DIRECTIONS FOR THIS TASK: Beginning at the line that contains "Where can you see the curved" and ending at the last line of the entries, write out each line exactly; include nothing outside that span.

─── LISTED RECORDS ───

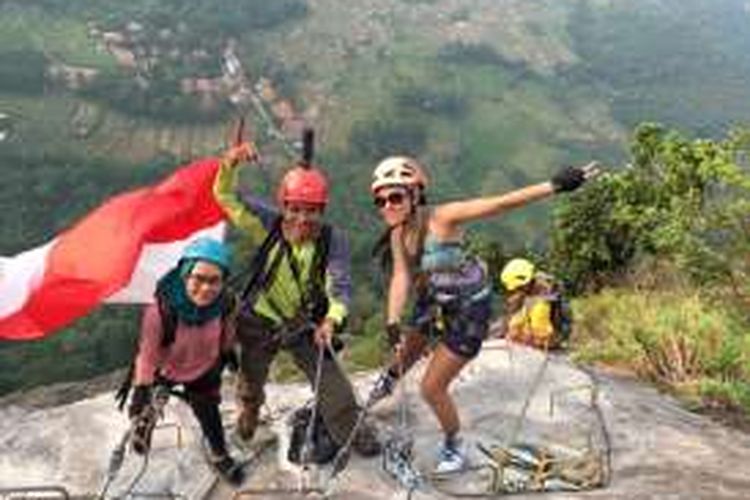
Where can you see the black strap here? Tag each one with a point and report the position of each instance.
(262, 273)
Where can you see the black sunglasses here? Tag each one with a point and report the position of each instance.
(391, 199)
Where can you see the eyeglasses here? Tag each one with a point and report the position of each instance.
(395, 199)
(212, 281)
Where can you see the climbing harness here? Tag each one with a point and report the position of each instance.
(398, 451)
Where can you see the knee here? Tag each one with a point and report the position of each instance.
(431, 390)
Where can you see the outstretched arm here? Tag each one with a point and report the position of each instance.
(447, 216)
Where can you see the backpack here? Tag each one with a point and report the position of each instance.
(261, 272)
(322, 446)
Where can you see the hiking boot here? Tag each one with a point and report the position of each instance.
(450, 460)
(383, 388)
(247, 423)
(366, 442)
(228, 469)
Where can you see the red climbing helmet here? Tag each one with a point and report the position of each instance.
(305, 185)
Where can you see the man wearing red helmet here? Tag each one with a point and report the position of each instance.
(297, 294)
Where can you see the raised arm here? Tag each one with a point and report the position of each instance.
(449, 215)
(225, 192)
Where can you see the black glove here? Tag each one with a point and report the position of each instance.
(393, 332)
(230, 361)
(568, 179)
(140, 400)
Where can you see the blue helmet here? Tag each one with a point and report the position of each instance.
(208, 249)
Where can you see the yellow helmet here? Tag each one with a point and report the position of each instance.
(517, 273)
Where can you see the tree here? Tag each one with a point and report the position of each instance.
(679, 199)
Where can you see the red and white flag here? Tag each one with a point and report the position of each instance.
(116, 254)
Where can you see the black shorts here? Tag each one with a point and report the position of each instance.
(461, 325)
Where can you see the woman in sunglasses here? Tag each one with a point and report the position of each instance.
(185, 338)
(452, 291)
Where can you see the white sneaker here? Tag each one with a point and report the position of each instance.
(450, 460)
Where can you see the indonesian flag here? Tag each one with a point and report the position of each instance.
(116, 254)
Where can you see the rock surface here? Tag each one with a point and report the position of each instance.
(658, 449)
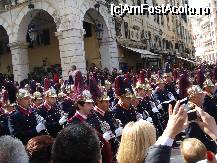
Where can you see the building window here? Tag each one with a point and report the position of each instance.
(42, 39)
(162, 20)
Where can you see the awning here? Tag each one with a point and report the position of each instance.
(188, 60)
(144, 53)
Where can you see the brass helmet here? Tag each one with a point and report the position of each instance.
(208, 83)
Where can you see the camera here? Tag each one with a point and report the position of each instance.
(192, 115)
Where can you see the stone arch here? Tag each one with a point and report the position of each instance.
(24, 18)
(108, 47)
(5, 54)
(88, 4)
(5, 25)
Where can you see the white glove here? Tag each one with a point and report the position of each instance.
(40, 127)
(62, 120)
(155, 110)
(108, 135)
(149, 119)
(160, 106)
(118, 132)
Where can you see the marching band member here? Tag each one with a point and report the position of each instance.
(23, 123)
(51, 113)
(123, 110)
(37, 100)
(83, 105)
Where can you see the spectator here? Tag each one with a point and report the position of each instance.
(193, 150)
(77, 143)
(39, 149)
(136, 139)
(12, 150)
(161, 151)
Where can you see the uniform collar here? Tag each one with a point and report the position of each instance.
(79, 115)
(24, 111)
(47, 106)
(100, 111)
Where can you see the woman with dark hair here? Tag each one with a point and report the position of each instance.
(39, 149)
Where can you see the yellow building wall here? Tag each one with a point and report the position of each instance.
(5, 61)
(38, 54)
(91, 47)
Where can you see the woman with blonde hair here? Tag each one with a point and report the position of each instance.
(136, 139)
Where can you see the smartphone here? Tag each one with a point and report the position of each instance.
(192, 115)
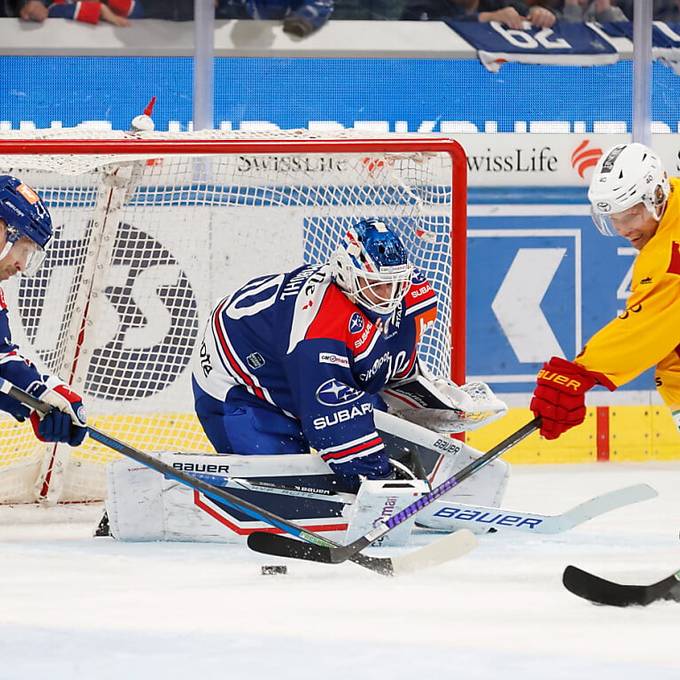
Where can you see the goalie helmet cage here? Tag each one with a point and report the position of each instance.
(152, 229)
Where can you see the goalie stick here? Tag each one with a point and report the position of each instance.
(601, 591)
(451, 546)
(286, 547)
(533, 523)
(496, 518)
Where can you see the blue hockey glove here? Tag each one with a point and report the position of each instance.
(66, 422)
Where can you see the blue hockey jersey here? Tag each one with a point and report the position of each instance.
(297, 342)
(15, 368)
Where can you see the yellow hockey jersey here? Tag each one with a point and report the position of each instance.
(647, 333)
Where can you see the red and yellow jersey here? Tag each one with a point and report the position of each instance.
(647, 333)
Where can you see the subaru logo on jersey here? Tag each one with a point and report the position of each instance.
(255, 360)
(356, 323)
(334, 393)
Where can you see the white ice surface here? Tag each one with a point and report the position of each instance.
(76, 607)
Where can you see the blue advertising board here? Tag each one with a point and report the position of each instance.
(395, 94)
(539, 284)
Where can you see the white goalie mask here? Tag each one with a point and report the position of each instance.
(372, 268)
(627, 174)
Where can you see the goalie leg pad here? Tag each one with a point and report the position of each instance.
(144, 506)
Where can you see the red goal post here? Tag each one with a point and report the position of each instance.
(151, 229)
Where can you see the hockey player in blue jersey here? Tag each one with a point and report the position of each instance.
(298, 360)
(25, 231)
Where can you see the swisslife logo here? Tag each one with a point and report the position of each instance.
(585, 156)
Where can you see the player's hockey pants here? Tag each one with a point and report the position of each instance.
(245, 424)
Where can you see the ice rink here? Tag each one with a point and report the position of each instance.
(76, 607)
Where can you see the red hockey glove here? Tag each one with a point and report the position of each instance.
(560, 396)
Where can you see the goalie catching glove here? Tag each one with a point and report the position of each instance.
(66, 422)
(442, 406)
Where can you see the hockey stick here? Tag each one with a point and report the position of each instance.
(479, 516)
(601, 591)
(286, 547)
(514, 520)
(382, 565)
(407, 434)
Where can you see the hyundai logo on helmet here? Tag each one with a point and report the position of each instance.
(335, 393)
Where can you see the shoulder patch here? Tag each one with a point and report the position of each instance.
(333, 359)
(420, 295)
(356, 323)
(674, 265)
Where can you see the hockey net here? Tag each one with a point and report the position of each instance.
(152, 229)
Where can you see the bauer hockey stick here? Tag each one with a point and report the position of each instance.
(287, 547)
(457, 544)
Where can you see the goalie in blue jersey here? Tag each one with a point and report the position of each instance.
(25, 231)
(300, 360)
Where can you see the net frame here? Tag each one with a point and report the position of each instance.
(111, 149)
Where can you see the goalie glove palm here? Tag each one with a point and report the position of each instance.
(66, 422)
(560, 396)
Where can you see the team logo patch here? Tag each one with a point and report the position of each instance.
(334, 359)
(255, 360)
(356, 323)
(674, 266)
(335, 393)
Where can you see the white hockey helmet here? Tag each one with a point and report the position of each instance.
(370, 256)
(627, 174)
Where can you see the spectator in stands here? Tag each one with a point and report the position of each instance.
(115, 12)
(8, 9)
(300, 17)
(378, 10)
(512, 14)
(592, 10)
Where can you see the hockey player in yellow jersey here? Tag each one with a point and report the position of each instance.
(630, 196)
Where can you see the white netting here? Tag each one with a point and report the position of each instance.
(145, 245)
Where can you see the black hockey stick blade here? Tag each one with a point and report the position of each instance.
(601, 591)
(438, 552)
(275, 544)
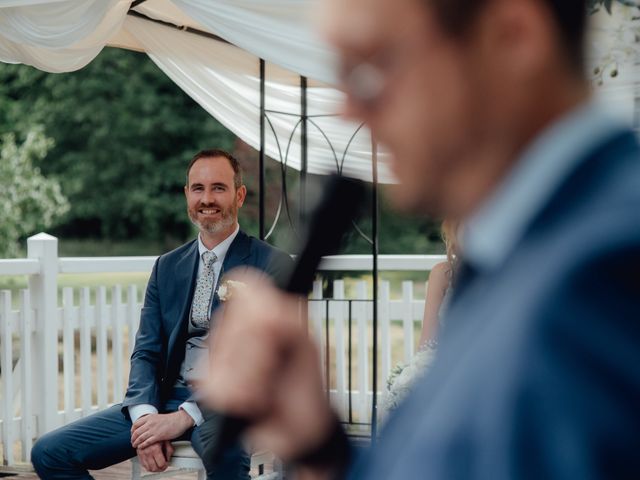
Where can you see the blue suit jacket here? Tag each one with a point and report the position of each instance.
(538, 372)
(162, 335)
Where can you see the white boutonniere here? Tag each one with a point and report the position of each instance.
(228, 287)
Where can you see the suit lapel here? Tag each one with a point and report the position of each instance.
(185, 278)
(185, 272)
(239, 251)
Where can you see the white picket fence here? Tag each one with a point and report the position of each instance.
(61, 362)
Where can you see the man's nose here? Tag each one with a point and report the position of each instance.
(207, 197)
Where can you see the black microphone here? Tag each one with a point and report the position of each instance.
(340, 205)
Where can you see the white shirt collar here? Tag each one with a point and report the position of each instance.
(494, 229)
(222, 248)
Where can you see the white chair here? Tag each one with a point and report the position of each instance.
(185, 460)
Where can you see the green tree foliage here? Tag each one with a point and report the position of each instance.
(124, 133)
(29, 201)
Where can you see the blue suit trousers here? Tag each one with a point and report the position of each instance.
(104, 439)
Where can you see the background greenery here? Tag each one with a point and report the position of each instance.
(118, 136)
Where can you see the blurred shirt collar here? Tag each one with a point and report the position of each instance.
(490, 234)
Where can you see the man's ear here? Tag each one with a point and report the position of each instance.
(241, 194)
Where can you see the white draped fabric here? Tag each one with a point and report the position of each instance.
(57, 35)
(64, 35)
(280, 31)
(225, 81)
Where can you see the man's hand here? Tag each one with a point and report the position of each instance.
(155, 458)
(154, 428)
(264, 367)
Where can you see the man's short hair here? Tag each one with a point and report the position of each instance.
(215, 152)
(457, 16)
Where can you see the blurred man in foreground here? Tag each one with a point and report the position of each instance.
(485, 108)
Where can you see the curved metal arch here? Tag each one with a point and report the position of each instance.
(284, 198)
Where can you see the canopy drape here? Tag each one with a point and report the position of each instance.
(65, 35)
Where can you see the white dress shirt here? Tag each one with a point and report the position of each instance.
(494, 229)
(220, 251)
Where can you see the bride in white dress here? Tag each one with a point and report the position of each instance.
(403, 376)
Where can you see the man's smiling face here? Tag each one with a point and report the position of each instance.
(212, 198)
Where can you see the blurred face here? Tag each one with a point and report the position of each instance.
(212, 199)
(417, 89)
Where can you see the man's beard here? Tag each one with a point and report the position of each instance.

───

ANSWER TO THIS TASK:
Where can you see the curved metal arch here? Tag each one with a point and report the position of each instance.
(284, 198)
Where can you see the canopy drape here? Tag each one with a point and report the position of each instance.
(65, 35)
Where can you see the white dress shirt here? Tag each one with a point and report the position of each instance.
(494, 229)
(220, 251)
Where can you see the bride in white dress here? Tag each one with a point and report the position of each instance.
(403, 376)
Where can you see the man's smiling face here? Tag each one with a point and report the position of each instance.
(212, 198)
Where can you see the blurred face here? Tag each one with a point and report the position of each instance.
(212, 199)
(417, 89)
Where can you see the man's beard here? Tag each one with a point and report the position of each instance.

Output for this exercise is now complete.